Décisions de la Cour fédérale

Informations sur la décision

Contenu de la décision

    



Date : 20000914


Dossier : T-2178-99


ENTRE :



DAVE SUDBURY


demandeur


- et -


LE PROCUREUR GÉNÉRAL DU CANADA

et SELENA OLSON, HEELAH WOO, CHRISTOPHER LUCK,

ERIN GILMORE, BOB LING, CLARK FRIIS, KEVIN MORGAN,

MICHAEL MCCARTHY, ELAINE BAAS, EDWARD KRIVICICH

SHAWNA STANG, AARON STAN, KAREN PARASRAM, JASON JAKUBEC,

DONNA WILSON, CRAIG KURAMOTO, TARA FARRELL,

SAMUEL MENSAH, MARK MCDONALD, LESLIE CROMAR et

MICHAEL PARASIUK


défendeurs


MOTIFS DE L'ORDONNANCE

LE JUGE SHARLOW


[1]          La question qui se pose en l'espèce consiste à savoir quelle mesure de redressement est appropriée lorsque, dans le cadre d'un concours dans la fonction publique, un membre du jury de sélection fait effectivement preuve de partialité à l'égard d'un candidat reçu. Le demandeur Dave Sudbury soutient que le concours devrait être annulé en entier. La Couronne plaide que la révocation de la sélection du candidat reçu suffit.

DONNÉES DISPONIBLES —

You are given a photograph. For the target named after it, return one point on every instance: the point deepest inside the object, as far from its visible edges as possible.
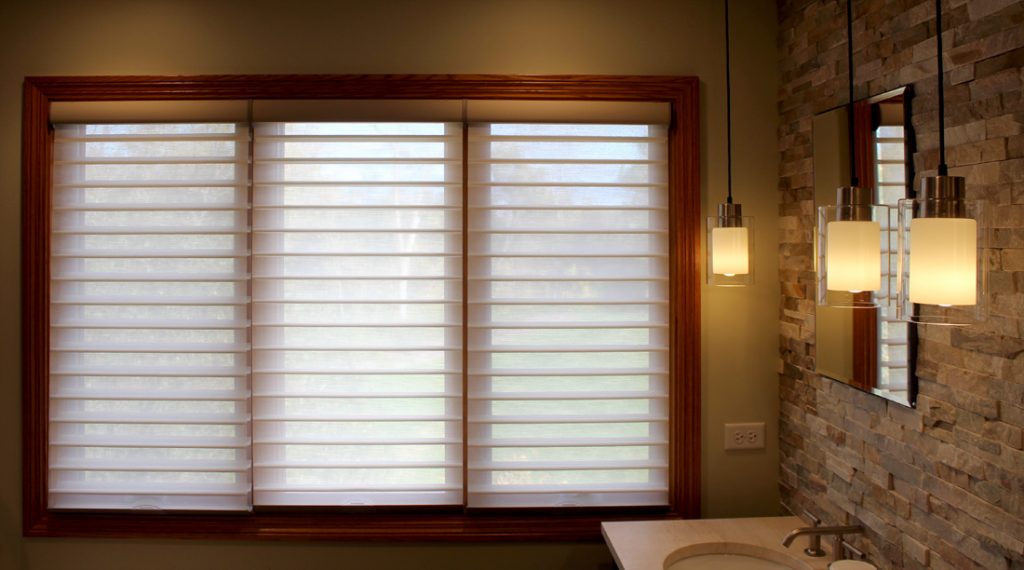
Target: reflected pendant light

TRAVAIL À EFFECTUER —
a. Reproduisez à l'identique le passage de la décision de la Cour fédérale qui s'étend de « SAMUEL MENSAH, MARK » jusqu'à « candidat reçu suffit. ».
b. D'après la décision de la Cour fédérale, répondez brièvement aux questions suivantes :
(i) Quel est le numéro du dossier ?
(ii) Quel juge rédige les motifs de l'ordonnance ?
(iii) Selon le demandeur, quel sort faudrait-il réserver au concours ?

LES RÉPONSES —
a.
SAMUEL MENSAH, MARK MCDONALD, LESLIE CROMAR et

MICHAEL PARASIUK


défendeurs


MOTIFS DE L'ORDONNANCE

LE JUGE SHARLOW


[1]          La question qui se pose en l'espèce consiste à savoir quelle mesure de redressement est appropriée lorsque, dans le cadre d'un concours dans la fonction publique, un membre du jury de sélection fait effectivement preuve de partialité à l'égard d'un candidat reçu. Le demandeur Dave Sudbury soutient que le concours devrait être annulé en entier. La Couronne plaide que la révocation de la sélection du candidat reçu suffit.

b.
(i) T-2178-99
(ii) Le juge Sharlow
(iii) Le concours devrait être annulé en entier.